Data excerpts:

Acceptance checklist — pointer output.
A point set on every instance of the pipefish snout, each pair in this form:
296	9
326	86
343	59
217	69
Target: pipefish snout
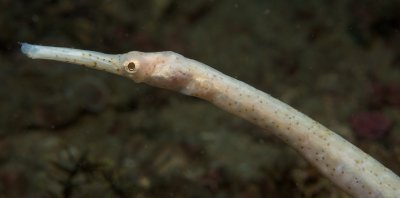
344	164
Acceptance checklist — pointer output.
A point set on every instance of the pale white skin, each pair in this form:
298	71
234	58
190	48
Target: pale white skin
343	163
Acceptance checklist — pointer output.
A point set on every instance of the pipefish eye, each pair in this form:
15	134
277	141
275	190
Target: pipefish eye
131	66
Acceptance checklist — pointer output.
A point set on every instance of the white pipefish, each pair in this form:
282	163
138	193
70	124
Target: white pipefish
344	164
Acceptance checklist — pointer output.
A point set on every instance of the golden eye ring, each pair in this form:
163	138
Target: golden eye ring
131	67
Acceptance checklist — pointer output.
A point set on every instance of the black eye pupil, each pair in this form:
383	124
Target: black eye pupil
131	66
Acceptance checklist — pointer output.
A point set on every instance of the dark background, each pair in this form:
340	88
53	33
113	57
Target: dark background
67	131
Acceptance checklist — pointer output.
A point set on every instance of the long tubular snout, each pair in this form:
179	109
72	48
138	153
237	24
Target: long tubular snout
96	60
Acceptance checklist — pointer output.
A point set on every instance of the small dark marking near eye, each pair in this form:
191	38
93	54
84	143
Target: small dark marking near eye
131	66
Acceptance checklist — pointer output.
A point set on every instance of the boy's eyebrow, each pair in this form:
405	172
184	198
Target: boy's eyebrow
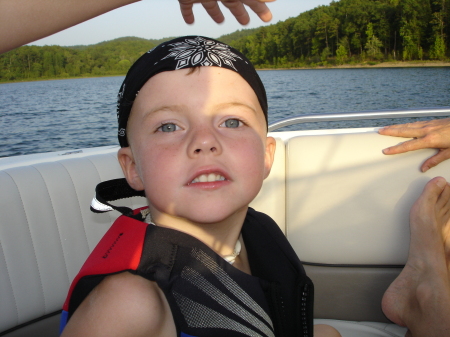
235	104
175	107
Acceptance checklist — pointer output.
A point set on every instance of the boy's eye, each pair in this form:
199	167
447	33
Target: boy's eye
168	127
232	123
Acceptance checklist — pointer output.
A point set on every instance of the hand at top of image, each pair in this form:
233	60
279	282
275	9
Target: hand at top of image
236	7
433	134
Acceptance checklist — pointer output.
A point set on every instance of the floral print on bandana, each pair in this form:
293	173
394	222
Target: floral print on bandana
201	52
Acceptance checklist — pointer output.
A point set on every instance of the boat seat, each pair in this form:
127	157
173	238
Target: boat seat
352	246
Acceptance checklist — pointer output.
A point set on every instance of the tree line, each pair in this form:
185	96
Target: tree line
346	31
104	59
349	31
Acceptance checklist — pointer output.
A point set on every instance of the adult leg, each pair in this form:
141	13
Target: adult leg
419	298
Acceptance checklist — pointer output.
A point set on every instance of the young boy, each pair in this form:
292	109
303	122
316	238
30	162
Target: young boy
198	261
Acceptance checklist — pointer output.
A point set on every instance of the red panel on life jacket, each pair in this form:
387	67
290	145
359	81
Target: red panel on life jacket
119	249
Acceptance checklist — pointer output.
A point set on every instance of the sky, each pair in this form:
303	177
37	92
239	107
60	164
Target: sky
155	19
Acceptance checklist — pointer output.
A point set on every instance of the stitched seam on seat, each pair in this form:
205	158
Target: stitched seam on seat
10	282
56	222
79	204
31	237
110	214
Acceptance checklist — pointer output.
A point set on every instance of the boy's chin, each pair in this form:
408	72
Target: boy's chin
217	217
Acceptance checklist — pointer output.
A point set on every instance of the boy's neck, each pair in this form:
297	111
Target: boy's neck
220	237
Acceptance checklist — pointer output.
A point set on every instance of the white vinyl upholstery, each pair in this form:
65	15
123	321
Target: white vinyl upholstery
47	229
347	203
338	199
271	198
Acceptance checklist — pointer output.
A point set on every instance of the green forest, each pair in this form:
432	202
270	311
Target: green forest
344	32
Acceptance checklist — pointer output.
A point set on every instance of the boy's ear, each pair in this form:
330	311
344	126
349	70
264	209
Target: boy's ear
128	164
271	145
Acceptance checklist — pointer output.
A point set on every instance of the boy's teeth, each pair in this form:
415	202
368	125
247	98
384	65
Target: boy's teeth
208	178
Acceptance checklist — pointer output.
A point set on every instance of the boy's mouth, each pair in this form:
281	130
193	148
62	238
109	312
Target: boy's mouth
208	178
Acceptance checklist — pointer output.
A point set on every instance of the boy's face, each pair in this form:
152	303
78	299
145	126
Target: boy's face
198	144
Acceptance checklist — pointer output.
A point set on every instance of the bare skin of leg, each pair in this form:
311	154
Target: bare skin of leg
323	330
419	298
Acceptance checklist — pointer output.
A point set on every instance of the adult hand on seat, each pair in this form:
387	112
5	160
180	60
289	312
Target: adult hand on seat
427	134
236	7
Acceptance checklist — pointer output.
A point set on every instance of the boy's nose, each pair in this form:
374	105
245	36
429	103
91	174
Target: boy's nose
204	141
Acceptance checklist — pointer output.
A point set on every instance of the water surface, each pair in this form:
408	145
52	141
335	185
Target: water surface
59	115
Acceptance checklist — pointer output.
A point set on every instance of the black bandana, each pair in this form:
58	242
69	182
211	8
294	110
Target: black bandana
180	53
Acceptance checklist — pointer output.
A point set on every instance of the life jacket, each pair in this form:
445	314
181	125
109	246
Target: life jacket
207	295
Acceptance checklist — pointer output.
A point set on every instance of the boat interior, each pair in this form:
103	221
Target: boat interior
343	205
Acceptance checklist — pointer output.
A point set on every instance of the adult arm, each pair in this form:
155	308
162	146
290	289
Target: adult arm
24	21
427	134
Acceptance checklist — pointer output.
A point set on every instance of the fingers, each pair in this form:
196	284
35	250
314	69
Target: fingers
436	159
238	10
260	9
409	145
186	12
403	130
213	9
236	7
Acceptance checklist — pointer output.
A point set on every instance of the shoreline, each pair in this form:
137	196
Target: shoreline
391	64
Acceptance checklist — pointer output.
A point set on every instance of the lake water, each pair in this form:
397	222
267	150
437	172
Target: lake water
77	113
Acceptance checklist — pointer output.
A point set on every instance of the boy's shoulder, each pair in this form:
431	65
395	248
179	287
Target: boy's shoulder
137	305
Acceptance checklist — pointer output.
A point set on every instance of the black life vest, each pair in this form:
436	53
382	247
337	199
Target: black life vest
207	296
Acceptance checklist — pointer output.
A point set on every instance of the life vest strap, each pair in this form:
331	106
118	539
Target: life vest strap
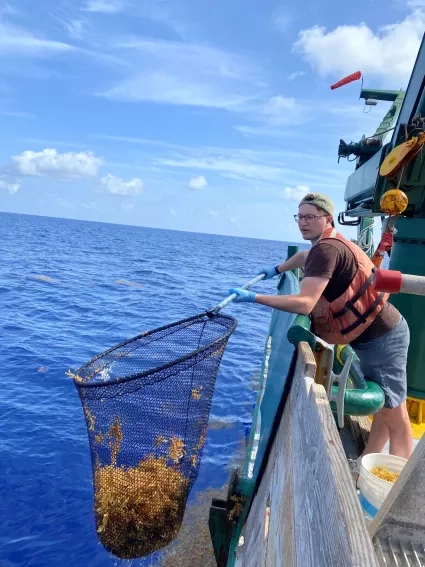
349	306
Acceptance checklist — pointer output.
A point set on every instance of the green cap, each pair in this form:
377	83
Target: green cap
319	200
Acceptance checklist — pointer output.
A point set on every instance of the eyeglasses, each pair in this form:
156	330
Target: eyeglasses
307	218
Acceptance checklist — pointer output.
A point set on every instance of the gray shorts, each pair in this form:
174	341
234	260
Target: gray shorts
383	360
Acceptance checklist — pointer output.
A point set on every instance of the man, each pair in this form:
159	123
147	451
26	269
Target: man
337	271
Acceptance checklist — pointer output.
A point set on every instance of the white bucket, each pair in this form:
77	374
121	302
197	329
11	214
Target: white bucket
374	490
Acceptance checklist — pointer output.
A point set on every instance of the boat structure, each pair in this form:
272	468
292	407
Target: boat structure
293	501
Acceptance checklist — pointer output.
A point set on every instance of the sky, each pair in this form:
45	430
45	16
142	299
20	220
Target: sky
212	116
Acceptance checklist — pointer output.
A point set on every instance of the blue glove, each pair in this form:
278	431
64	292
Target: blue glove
242	295
269	272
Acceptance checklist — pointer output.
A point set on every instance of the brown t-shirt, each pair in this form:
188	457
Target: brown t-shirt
337	262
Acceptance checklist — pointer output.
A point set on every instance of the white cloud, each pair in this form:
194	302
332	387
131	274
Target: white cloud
105	6
49	162
197	183
11	187
16	41
174	72
295	193
295	75
117	186
387	54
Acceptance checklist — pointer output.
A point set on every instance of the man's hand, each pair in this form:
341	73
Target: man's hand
243	295
268	272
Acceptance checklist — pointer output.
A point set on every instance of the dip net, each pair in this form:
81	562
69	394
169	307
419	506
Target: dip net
146	403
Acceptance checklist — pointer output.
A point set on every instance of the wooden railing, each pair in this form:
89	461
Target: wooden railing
306	511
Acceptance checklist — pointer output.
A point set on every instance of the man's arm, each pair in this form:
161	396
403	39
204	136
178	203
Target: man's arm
303	303
296	261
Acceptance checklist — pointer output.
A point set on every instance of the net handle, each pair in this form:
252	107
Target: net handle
214	310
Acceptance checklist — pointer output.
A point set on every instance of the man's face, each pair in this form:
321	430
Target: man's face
312	222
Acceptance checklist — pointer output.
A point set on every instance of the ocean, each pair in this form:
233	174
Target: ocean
69	290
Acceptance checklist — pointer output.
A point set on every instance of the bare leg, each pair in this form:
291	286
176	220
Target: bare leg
393	424
379	434
401	442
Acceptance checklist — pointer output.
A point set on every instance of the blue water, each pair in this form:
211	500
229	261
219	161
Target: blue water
47	327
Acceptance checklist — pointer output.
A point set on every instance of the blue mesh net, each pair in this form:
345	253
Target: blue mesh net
146	403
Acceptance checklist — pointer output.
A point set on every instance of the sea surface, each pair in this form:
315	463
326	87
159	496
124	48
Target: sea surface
70	290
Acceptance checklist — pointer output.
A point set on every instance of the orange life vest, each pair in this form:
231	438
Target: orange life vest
343	320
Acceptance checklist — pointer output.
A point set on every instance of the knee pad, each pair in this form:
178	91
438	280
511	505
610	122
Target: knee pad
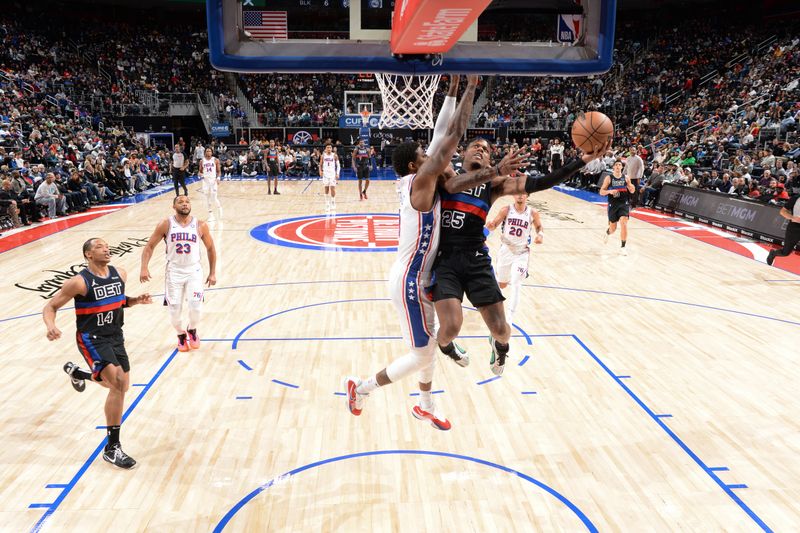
175	316
415	360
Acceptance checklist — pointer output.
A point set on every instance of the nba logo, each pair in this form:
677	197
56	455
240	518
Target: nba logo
569	28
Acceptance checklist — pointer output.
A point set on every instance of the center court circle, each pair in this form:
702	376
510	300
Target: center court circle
359	232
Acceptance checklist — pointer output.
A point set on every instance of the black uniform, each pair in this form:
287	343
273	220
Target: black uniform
99	317
362	162
792	236
463	264
618	206
272	162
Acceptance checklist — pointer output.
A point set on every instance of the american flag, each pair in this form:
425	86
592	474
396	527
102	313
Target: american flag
266	24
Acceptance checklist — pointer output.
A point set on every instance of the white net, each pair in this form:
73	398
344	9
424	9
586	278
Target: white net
407	100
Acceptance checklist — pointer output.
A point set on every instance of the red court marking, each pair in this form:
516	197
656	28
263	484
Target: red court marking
718	237
39	231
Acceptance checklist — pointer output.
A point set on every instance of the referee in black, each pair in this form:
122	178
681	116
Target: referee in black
791	212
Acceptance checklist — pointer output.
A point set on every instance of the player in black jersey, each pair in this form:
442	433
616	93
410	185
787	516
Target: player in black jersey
99	293
271	166
361	161
618	189
463	265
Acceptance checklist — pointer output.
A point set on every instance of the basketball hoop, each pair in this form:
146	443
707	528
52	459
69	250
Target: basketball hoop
365	114
407	100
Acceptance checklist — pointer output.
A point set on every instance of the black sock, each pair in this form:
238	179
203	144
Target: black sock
449	349
80	374
500	347
113	436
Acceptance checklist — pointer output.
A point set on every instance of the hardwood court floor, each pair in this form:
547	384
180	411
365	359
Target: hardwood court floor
654	392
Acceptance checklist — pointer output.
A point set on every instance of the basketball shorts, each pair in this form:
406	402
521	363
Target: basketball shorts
468	271
617	211
413	304
100	351
183	284
512	267
209	185
329	180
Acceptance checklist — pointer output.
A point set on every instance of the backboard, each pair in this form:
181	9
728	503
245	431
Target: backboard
510	37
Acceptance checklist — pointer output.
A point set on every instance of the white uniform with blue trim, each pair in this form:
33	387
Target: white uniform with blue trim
412	271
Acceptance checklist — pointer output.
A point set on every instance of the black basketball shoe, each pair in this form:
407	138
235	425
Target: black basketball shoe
77	384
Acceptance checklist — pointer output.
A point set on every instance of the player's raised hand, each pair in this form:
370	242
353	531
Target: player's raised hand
513	161
453	89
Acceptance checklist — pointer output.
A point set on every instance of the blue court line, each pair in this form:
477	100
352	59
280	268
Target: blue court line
85	466
284	477
664	300
574	289
677	439
285	384
432	392
244	330
366	338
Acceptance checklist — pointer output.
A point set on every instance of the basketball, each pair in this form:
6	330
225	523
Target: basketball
590	130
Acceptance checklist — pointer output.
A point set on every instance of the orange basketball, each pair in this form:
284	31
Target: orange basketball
591	130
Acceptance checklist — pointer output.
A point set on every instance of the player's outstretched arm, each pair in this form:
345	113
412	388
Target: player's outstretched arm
424	188
159	234
445	115
68	291
211	250
519	184
513	161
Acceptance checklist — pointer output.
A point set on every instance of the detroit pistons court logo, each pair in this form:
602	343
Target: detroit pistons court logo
363	232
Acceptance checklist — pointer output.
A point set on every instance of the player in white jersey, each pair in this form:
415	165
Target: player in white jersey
516	221
210	172
183	235
410	275
329	168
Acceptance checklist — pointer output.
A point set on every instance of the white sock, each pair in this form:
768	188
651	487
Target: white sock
368	385
425	400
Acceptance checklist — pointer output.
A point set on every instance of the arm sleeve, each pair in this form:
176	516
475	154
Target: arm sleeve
442	121
540	183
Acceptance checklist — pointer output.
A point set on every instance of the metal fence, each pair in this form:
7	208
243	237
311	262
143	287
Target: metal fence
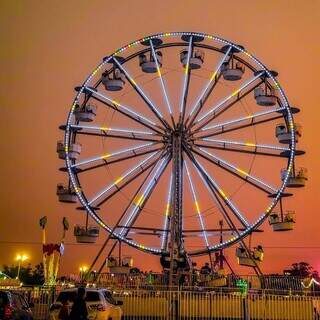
274	282
212	305
190	304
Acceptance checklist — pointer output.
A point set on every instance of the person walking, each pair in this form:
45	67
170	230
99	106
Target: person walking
79	309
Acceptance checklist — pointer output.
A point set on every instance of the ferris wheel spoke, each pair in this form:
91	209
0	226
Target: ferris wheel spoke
124	158
140	201
240	173
164	237
120	133
155	110
124	110
195	110
218	190
249	118
121	182
124	178
230	145
197	207
163	86
223	106
186	82
106	157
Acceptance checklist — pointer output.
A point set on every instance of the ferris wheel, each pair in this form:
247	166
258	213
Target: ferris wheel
175	134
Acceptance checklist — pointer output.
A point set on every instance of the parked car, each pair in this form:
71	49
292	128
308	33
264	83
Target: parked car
100	304
13	306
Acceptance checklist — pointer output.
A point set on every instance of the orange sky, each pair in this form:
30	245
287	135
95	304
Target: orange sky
50	47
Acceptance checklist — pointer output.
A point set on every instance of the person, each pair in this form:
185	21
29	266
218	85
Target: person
64	311
79	309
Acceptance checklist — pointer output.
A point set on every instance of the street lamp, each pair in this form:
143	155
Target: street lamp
20	258
83	270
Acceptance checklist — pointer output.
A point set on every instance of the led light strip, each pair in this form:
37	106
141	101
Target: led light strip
121	178
119	105
161	79
215	200
90	78
245	144
248	117
197	207
109	155
238	171
102	128
155	109
213	76
226	199
166	215
186	75
233	94
137	204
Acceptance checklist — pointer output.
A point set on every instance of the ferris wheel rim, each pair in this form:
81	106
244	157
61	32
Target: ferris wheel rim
75	181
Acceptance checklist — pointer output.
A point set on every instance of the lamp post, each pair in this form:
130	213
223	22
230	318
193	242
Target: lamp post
20	258
83	270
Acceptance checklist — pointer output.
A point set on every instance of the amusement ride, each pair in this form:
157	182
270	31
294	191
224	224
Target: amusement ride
181	144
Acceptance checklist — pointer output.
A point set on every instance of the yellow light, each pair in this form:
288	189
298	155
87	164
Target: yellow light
242	172
167	208
139	201
235	93
83	268
21	257
223	194
115	103
197	206
250	144
213	76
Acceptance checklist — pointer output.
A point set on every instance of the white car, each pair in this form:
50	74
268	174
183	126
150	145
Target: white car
100	304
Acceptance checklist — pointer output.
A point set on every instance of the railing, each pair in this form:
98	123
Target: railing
197	303
210	305
138	281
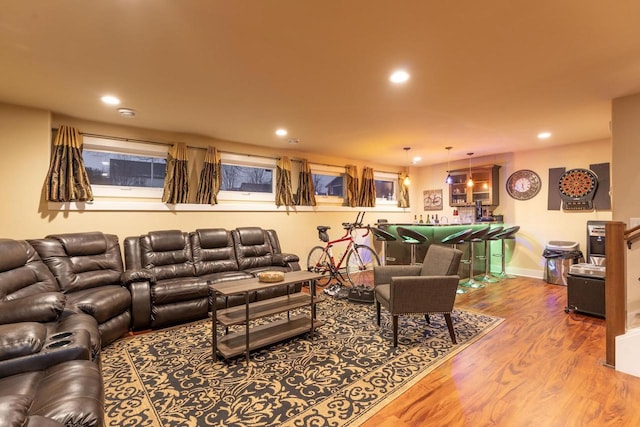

What to produce: Count the lines in the rows above that contain the string "trim", matching case exactly. Reply with the number alone.

Response below: 2